INSTRUCTIONS:
A) Please copy the text on Tandy sample playback in full, without changing anything.
B) Update the listing from the line with "locate blue surgical face mask" to the line with "[796,0,990,149]" by replacing "face mask" with "face covering". Keep everything else unchanged, and return only those lines.

## BEGIN EXTRACTED TEXT

Tandy is another interesting target. XDC already supports Tandy video modes, so adding Tandy audio would make sense. It can do PC speaker playback of course, but PWM also gives an annoying carrier wave. Sample playback on the SN76496 chip does not have that issue. You can get 4-bit PCM from the sound chip’s volume register. The volume is non-linear however, so you can’t just take the high nibble from the 8-bit source samples (it works, but it’s suboptimal). Instead you should use a translation table from the linear 8-bit samples to the correct non-linear 4-bit volume settings. That’s simple enough. I could just use the same approach as for the PC speaker, but with a different table.

The Tandy threw me a bit of a curveball though. I had done PCjr sample playback before, so I thought I could just take that code as a starting point. But it gave me a weird low base note, and very loud at that. Strange, that wasn’t there before?

Where the PCjr uses an actual Texas Instruments SN76496 chip, Tandy opted for a clone instead: an NCR 8496. No big deal, you may think. But there’s a catch: for sample playback you set the SN76496 to a period value of 0. This is an undocumented feature that results in an output of 0 Hz, so effectively the output is constantly high. You can modulate it with the volume register, and presto: we have a 4-bit DAC.

The NCR 8496 however, didn’t get that memo. When you write a period of 0 to it, it interprets it as a value of 400h instead, which is one higher than the maximum period value of 3FFh you can normally set (which is very similar to the various 6845-implementations that interpret a hsync width of 0 differently). So this results in a tone of (base frequency)/1024, instead of 0 Hz. That explains the loud base note I was hearing.

## END EXTRACTED TEXT
## BEGIN LISTED RECORDS

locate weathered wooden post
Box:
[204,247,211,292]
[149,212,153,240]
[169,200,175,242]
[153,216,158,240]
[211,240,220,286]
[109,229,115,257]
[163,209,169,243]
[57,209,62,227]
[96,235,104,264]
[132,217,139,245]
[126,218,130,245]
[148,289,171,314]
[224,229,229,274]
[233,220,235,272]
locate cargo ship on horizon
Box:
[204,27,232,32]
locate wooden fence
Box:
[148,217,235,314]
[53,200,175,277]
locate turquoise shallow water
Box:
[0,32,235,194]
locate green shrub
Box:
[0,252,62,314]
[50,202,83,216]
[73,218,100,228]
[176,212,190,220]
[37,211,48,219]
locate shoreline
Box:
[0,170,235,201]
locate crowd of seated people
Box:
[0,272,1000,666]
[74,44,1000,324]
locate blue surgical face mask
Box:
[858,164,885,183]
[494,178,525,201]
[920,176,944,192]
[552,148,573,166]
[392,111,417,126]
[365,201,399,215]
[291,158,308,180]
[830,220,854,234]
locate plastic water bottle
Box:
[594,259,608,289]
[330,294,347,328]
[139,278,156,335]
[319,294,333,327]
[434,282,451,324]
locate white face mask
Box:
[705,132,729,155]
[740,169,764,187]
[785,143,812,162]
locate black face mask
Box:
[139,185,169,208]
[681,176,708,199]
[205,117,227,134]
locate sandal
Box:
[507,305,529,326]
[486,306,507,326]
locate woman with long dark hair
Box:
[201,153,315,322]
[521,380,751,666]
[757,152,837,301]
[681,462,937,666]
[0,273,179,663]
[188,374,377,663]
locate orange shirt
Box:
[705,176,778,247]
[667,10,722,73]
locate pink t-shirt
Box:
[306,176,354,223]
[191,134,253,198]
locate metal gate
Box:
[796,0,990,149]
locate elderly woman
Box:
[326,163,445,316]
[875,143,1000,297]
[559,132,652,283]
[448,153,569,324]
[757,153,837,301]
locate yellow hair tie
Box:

## END LISTED RECORDS

SOLVED PROBLEMS:
A)
Tandy is another interesting target. XDC already supports Tandy video modes, so adding Tandy audio would make sense. It can do PC speaker playback of course, but PWM also gives an annoying carrier wave. Sample playback on the SN76496 chip does not have that issue. You can get 4-bit PCM from the sound chip’s volume register. The volume is non-linear however, so you can’t just take the high nibble from the 8-bit source samples (it works, but it’s suboptimal). Instead you should use a translation table from the linear 8-bit samples to the correct non-linear 4-bit volume settings. That’s simple enough. I could just use the same approach as for the PC speaker, but with a different table.

The Tandy threw me a bit of a curveball though. I had done PCjr sample playback before, so I thought I could just take that code as a starting point. But it gave me a weird low base note, and very loud at that. Strange, that wasn’t there before?

Where the PCjr uses an actual Texas Instruments SN76496 chip, Tandy opted for a clone instead: an NCR 8496. No big deal, you may think. But there’s a catch: for sample playback you set the SN76496 to a period value of 0. This is an undocumented feature that results in an output of 0 Hz, so effectively the output is constantly high. You can modulate it with the volume register, and presto: we have a 4-bit DAC.

The NCR 8496 however, didn’t get that memo. When you write a period of 0 to it, it interprets it as a value of 400h instead, which is one higher than the maximum period value of 3FFh you can normally set (which is very similar to the various 6845-implementations that interpret a hsync width of 0 differently). So this results in a tone of (base frequency)/1024, instead of 0 Hz. That explains the loud base note I was hearing.

B)
locate blue surgical face covering
Box:
[858,164,885,183]
[494,178,525,201]
[920,176,944,192]
[552,148,573,166]
[392,111,417,126]
[365,201,399,215]
[291,158,308,180]
[830,220,854,234]
locate plastic water bottle
Box:
[594,259,608,289]
[330,294,347,328]
[139,278,156,335]
[319,294,333,327]
[434,282,451,324]
locate white face covering
Box:
[705,132,729,155]
[740,169,764,187]
[785,143,812,162]
locate black face covering
Box:
[139,185,169,208]
[681,176,708,199]
[205,117,227,134]
locate sandal
Box:
[507,305,529,326]
[486,306,507,326]
locate woman with long dark hair
Box:
[201,153,315,322]
[521,380,751,666]
[757,152,837,301]
[681,462,937,666]
[0,273,179,663]
[188,374,377,663]
locate orange shirt
Box:
[705,176,778,247]
[667,10,722,73]
locate pink t-shirt
Box:
[306,176,354,223]
[191,134,253,198]
locate metal gate
Box:
[796,0,990,149]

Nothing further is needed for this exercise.